* [TASKS]
• A. Answer these from the Wai O Tapu tour account, one line each:
(i) How far was the drive to Wai O Tapu?
(ii) What did the guide bring along because he was unsure of the group's needs?
(iii) How long did the route take, and how long had the group been told it would take?
• B. Extend the Wai O Tapu tour account, starting after its final sentence.

* [GIVEN TEXT]
We docked this morning at Taoranga and we had booked a private tour to Wai O Tapu Thermal Wonderland.  We had the most brilliant guide by the name of Gerard Barnard and I would highly recommend his company, Driving Miss Daisy, to any disabled travellers in the area. 

You can contact them at Info@drivingmissdaisybop.co.nz   
 



The day started with us disembarking and meeting up with our guide.  He had only been told that there were 4 passengers, one with an electric wheelchair.  Two vehicles arrived and he brought with him a manual wheelchair as he was uncertain of our needs.  Good start.  He seemed very well prepared.  We picked the most suitable of the vehicles and opted to take the manual chair with us in case my friend, Martin, needed to use it.

We headed off the 90km to Wai O Tapu.  Gerrard talked through the journey about the areas through which we were driving.  He was both knowledgeable and entertaining.

When we reached Wai O Tapu we discovered that they didn’t really understand wheelchair needs as there was a small step to the disabled toilets.  However they showed us which route was wheelchair accessible.  It wasn’t.  We did it anyway.  Gerard pushed Martin in the manual chair until it became obvious that the path was too uneven for the power chair.  He helped both me and Martin to get around the route which took us about one and a half hours instead of the half hour advised to us.

* [DATA LISTING]
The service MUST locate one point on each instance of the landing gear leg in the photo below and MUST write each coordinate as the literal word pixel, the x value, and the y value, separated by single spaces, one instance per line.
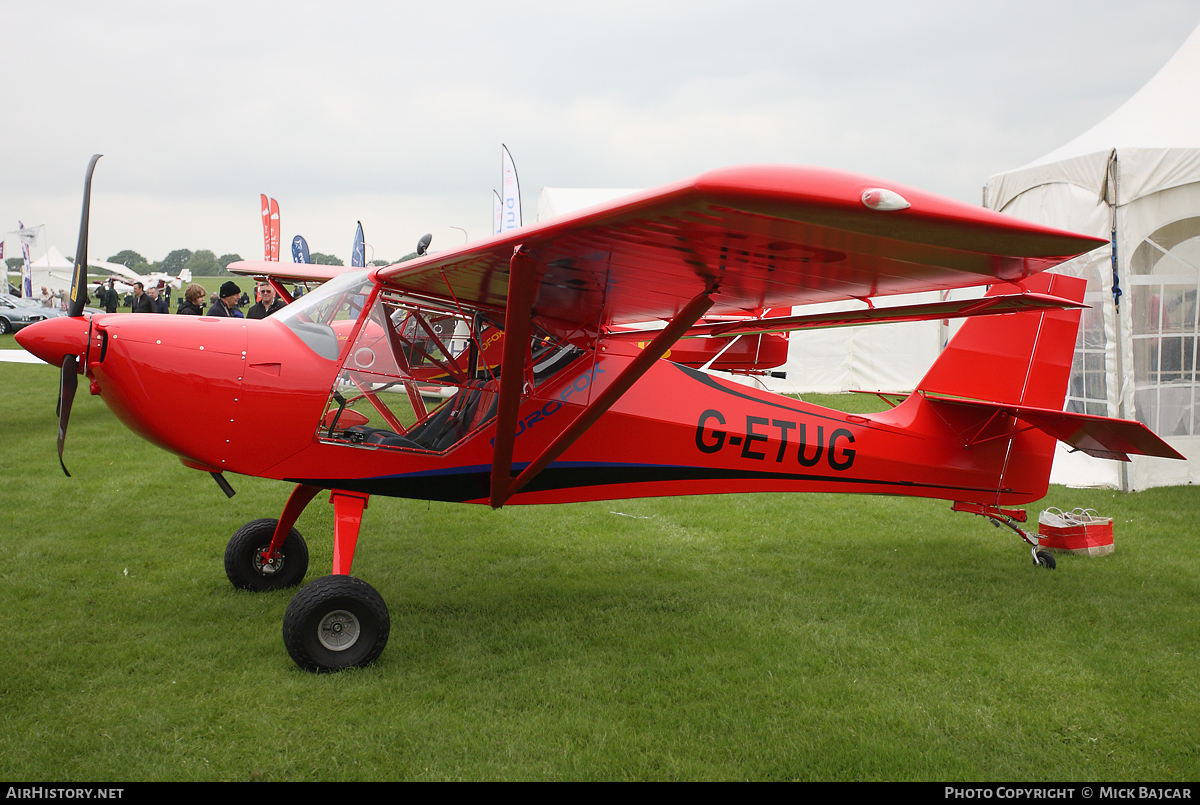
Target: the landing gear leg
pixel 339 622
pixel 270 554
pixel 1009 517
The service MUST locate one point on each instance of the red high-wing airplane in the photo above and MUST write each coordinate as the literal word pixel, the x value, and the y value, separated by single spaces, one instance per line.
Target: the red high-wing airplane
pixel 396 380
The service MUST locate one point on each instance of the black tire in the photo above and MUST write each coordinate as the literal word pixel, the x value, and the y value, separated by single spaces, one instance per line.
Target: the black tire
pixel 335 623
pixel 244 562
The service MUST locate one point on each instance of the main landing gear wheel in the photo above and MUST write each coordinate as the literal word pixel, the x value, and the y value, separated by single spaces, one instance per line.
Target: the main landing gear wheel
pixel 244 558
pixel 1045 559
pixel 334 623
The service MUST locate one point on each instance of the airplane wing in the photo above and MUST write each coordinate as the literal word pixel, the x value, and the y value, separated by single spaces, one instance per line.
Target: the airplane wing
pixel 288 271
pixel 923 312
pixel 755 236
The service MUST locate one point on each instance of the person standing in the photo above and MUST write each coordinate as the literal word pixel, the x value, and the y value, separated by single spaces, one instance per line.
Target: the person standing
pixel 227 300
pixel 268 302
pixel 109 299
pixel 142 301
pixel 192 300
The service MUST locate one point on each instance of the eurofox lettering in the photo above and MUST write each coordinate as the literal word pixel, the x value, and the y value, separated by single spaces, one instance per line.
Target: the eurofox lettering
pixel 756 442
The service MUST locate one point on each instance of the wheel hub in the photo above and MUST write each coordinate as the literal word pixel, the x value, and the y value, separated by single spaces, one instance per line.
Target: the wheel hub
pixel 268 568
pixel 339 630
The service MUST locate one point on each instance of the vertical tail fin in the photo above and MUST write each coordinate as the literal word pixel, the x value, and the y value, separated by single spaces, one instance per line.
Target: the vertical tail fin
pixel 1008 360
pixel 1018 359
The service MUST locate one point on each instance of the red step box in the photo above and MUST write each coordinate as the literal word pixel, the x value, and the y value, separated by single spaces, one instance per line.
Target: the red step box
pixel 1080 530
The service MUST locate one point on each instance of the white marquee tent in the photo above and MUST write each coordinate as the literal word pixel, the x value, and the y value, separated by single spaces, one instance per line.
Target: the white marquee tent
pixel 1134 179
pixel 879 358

==

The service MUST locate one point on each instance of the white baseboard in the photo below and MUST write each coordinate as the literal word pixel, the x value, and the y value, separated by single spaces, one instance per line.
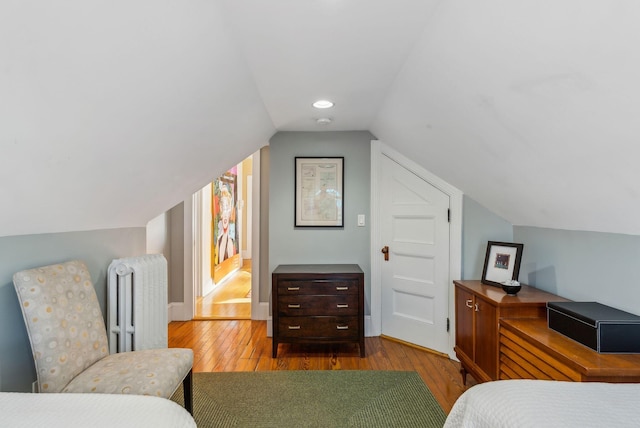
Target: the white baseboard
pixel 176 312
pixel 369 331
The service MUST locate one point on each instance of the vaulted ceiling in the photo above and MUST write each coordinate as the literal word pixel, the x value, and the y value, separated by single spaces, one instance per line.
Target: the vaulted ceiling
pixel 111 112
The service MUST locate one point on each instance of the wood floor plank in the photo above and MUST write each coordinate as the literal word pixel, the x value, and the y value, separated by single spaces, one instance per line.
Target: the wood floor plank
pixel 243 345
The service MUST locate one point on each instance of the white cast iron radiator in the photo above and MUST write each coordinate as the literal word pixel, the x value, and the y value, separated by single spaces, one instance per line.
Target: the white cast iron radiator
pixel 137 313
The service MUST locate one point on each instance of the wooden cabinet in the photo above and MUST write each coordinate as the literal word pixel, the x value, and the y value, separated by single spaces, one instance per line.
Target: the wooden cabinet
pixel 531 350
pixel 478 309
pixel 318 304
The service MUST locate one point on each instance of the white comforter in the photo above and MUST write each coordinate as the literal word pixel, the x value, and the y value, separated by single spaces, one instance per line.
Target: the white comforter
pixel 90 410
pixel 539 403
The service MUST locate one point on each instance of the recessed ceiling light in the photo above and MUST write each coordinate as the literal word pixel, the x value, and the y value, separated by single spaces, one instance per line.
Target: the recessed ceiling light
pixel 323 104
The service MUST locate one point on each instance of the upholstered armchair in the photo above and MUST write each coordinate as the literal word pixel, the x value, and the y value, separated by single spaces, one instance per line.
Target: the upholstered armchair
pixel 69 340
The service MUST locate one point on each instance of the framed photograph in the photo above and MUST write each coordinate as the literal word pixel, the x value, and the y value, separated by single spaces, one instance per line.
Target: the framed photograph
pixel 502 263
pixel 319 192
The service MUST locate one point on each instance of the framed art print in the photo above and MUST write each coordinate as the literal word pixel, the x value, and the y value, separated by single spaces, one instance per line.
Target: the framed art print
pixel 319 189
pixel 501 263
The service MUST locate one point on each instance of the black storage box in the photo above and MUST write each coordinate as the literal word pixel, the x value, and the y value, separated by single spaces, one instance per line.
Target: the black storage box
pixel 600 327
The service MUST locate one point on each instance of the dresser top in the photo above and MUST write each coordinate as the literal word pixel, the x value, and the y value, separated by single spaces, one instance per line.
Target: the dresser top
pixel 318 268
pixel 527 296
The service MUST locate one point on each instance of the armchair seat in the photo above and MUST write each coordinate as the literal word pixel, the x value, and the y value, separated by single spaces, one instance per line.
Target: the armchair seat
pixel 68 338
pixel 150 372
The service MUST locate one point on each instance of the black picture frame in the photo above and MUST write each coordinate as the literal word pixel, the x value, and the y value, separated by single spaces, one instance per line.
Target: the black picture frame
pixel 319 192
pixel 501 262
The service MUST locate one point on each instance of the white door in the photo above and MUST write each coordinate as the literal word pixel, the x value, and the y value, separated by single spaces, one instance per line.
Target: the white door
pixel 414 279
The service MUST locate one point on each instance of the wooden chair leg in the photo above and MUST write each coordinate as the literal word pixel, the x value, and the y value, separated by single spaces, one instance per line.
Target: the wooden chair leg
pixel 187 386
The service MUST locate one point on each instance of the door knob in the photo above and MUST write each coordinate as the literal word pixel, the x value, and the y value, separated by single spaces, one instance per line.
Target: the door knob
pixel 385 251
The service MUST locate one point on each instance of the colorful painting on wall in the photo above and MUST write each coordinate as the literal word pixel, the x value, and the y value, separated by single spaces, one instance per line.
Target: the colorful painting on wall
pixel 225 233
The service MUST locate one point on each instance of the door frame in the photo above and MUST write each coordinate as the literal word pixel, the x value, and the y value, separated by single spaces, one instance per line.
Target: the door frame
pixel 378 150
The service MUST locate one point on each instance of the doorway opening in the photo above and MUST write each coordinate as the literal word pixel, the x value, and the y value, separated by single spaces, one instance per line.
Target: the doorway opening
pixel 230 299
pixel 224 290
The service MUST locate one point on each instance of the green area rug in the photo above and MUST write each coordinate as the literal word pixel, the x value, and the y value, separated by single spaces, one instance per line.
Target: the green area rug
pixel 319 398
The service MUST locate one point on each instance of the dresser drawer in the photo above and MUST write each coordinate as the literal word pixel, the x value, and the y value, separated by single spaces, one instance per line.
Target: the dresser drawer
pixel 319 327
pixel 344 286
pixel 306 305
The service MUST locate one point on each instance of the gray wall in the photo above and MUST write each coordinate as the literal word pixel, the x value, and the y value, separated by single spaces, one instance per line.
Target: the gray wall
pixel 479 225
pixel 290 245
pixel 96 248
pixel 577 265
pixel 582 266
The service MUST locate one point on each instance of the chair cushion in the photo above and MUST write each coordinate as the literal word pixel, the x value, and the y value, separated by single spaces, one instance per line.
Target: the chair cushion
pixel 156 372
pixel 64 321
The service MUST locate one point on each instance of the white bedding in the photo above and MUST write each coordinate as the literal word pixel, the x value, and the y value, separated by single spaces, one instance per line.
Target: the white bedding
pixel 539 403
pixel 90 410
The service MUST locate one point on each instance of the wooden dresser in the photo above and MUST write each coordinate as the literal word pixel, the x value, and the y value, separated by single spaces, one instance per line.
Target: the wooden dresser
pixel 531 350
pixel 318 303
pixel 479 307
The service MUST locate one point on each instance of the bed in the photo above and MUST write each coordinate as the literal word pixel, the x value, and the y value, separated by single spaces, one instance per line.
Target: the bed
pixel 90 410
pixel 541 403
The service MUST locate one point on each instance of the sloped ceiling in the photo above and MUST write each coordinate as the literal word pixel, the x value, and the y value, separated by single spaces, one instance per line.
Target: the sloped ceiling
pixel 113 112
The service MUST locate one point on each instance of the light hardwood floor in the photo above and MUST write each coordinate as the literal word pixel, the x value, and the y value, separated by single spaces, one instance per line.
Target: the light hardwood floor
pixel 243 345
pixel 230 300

...

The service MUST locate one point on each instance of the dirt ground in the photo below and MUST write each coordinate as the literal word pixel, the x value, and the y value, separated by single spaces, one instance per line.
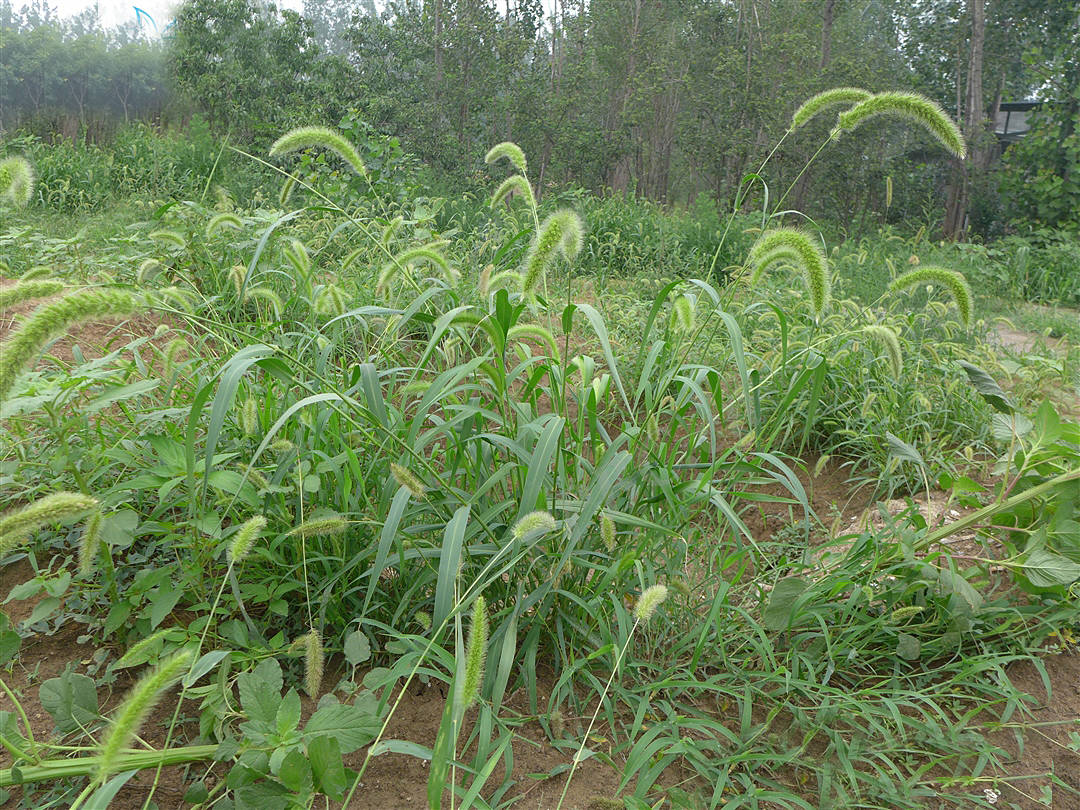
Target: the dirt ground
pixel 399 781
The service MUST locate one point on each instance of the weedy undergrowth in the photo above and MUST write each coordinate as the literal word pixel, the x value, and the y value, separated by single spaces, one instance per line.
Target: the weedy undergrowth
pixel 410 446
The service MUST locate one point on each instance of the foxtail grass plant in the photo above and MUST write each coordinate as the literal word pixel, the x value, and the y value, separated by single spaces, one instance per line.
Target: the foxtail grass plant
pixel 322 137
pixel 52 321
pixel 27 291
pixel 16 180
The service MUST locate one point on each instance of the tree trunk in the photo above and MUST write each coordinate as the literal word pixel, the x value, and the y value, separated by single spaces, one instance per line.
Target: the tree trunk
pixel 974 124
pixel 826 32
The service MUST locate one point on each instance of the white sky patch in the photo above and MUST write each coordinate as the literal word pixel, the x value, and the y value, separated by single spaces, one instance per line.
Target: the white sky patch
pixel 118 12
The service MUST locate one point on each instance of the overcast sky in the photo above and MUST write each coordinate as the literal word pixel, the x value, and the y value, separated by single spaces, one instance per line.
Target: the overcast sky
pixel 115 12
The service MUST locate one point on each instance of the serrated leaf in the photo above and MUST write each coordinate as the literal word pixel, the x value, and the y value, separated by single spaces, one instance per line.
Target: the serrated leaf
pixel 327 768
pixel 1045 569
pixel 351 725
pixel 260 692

* [EXPECTED ANSWERS]
• A.
(i) 90km.
(ii) A manual wheelchair.
(iii) About one and a half hours, instead of the half hour they had been advised.

• B.
I have to tell you that the thermal sights we visited were truly spectacular and so varied and colourful.  I also have to tell you that it is not wheelchair accessible and we could not have done it without Gerrard’s help.  

After a spot of lunch we headed back to the ship.  Despite the fact that we had spent longer than expected at the thermal area, Gerard took us to Rotorua to see the lake and the black swans, and then on to a Maori church.

We had booked a 6 hour trip.  We were overrunning, but he was so generous with his time.  He made the impossible possible.